**SOURCE PASSAGE**
=== Begin Enclosure ===

Sleep Deprivation Spawns Zombie Teens

Sweet Dreams

The Invasion of the Body Snatchers crossed my mind last week when my High School Kid morphed into a Zombie.  Though Mr. UnHollywood and I are super-annoying, ask-all-the-wrong-questions at the worst-possible-times type of parents, our kids tend to tolerate us. The new short-tempered, spacey Zombie did not.

During a walk I shared this disturbing development with fellow BH Moms and one confided  that her son once fell asleep mid-bite during dinner and woke face-first in a bowl of spaghetti and meatballs. Another mom complained that her daughter also morphed into a zombie since she started taking Period 1 classes at 7am.

According to the National Sleep Foundation, Zombie Teens have nothing to do with mysterious pods and everything to do with sleep deprivation. In fact, two-thirds of American teens are sleep deprived. Symptoms range from crankiness to nervousness to hopelessness. My son’s teenage friends admit to daily dozing in class. Some manage to catch up on zzzs on weekends while others will steal sleep on a school night by dropping into bed, skipping homework and sleeping through until the next morning. “Even then, it’s hard to get up,” he said. “I’m usually tardy on those days.”

Teen sleep deprivation is linked to lower levels of Human Growth Hormone, which is crucial to a teen’s physical growth, brain development and healthy immune system. Seeing my kid as a likely casting candidate for an episode of The Walking Dead stopped me mid-pat on my back for raising an over-scheduled student. Sacrificing cognitive, mental and physical health is so not worth it.

Our pediatrician recommends Teens sleep for 8 ½ to 9 1/4 hours nightly. Curing shingles might be easier. Here’s what could help our droopy-eyed teens:

Later Start Times. Two Minneapolis school districts, Edina and the Minneapolis Public Schools changed class start times to an hour later (8:40am) and studied the results of over 7000 secondary students. Studies showed a reduction in dropout rates, less depression and higher grades. School districts around the US are paying close attention to the research-based data and, in some cases, are adjusting their own school schedules.

=== End Enclosure ===

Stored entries
=== Begin Enclosure ===

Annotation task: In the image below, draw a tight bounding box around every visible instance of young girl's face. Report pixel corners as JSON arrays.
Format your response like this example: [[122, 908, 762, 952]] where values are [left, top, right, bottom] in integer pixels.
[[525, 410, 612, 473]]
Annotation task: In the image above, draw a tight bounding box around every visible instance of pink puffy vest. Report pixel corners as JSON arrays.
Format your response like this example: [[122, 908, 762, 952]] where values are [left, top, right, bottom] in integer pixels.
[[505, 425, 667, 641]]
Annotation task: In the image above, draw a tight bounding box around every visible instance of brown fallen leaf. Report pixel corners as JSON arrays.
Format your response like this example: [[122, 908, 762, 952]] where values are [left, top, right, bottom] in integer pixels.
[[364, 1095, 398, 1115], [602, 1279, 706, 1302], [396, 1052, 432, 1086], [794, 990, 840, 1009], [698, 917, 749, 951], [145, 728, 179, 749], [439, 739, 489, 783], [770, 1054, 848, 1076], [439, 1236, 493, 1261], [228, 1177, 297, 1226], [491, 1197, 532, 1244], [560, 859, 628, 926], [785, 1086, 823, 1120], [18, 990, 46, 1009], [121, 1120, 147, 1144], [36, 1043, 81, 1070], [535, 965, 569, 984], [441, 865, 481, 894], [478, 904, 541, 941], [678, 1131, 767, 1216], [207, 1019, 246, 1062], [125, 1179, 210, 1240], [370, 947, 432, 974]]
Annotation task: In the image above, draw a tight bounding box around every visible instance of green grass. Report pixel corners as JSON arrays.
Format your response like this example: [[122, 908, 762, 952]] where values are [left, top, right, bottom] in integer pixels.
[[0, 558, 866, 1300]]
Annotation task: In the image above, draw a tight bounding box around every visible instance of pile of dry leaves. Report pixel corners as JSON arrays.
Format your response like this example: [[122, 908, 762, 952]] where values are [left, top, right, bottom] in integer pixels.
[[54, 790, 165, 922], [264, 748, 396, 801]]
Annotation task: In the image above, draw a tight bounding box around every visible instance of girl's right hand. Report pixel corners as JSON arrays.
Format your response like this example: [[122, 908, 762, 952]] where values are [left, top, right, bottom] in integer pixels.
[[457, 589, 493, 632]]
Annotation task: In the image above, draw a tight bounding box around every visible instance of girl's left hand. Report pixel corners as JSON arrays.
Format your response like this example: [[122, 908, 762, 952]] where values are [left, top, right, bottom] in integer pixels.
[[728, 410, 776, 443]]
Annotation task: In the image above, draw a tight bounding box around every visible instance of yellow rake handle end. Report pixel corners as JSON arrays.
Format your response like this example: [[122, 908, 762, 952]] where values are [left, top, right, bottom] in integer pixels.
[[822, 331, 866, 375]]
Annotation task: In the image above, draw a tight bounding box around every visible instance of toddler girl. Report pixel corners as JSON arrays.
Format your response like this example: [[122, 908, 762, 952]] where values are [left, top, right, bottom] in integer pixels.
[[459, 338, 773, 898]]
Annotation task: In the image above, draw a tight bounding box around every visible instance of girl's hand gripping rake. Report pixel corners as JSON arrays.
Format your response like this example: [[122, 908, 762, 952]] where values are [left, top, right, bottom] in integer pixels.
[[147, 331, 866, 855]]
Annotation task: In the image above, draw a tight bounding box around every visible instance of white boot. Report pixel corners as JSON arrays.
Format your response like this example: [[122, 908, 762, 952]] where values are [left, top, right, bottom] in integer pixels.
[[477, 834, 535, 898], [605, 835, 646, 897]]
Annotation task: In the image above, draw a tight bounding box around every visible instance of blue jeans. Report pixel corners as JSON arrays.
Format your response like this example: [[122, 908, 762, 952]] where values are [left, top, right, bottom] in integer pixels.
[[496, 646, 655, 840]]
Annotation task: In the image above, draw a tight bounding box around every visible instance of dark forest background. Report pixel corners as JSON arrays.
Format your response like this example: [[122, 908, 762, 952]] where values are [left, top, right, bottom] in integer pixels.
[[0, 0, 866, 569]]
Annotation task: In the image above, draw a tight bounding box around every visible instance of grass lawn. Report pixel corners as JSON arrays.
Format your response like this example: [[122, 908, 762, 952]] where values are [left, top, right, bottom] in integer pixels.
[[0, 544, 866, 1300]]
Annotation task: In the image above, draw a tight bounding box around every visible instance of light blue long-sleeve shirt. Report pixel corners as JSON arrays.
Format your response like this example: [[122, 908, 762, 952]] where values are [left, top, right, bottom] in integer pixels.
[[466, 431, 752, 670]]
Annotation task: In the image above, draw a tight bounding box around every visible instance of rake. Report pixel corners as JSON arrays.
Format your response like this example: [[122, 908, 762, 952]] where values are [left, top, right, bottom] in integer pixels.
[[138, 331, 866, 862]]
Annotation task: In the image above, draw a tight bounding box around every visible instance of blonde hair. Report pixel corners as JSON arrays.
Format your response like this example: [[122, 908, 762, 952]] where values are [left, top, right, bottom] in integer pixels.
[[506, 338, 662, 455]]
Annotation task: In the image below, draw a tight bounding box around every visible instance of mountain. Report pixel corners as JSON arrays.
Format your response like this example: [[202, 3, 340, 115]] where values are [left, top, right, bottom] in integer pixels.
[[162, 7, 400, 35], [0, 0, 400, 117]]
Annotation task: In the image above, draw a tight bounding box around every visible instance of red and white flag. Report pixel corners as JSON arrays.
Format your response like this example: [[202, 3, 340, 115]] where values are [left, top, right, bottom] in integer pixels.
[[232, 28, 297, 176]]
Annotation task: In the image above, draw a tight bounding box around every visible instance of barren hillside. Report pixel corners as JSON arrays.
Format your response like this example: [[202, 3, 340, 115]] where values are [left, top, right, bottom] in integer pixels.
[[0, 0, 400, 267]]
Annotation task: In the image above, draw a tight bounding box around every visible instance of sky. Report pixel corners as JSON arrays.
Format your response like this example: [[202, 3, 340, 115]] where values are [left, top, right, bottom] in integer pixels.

=== End Enclosure ===

Go on with the post about sleep-deprived teens, starting right after its last sentence.

Weekly Block Schedules.  U.S. News and World Report rated the best high schools in the nation based on College Readiness and Academic Performance. The two top-rated High Schools in California, Oxford Academy in Cypress and Pacific Collegiate School in Santa Cruz, follow weekly Block Schedules that call for later start times and, theoretically, fewer homework assignments per night.

Study Hall Periods. Sure, some kids will blow the time but those that don’t relish the side-affects of Zombieism will get a jump-start on homework.

Strict Sleep Schedules.  Knowing what causes our son to want to bite off our heads is comforting. My High School Kid agrees that a sleep schedule is a good idea. He aims for lights out between 10:30-11pm. So far, so good.

At least for now, no one is trying to eat anyone else’s face off.






Author Description

Cynthia Baseman

Cynthia Baseman is the author of 'Love, Mom: A Mother's Journey from Loss to Hope.' She writes about motherhood, the environment and education.

There are 8 comments. Add yours

  1. 22nd November 2012 | Mom says: Reply
    Don't know the answers. Maybe an organized schedule during the week could help and having a relaxed uncomplicated weekend?
  2. 17th November 2012 | Carpool Goddess says: Reply
    The study hall is a good idea, if kids use it. Both my kids used that time to catch up on work, otherwise they would have been going to bed waaay past midnight, only to start the rat race again a few hours later.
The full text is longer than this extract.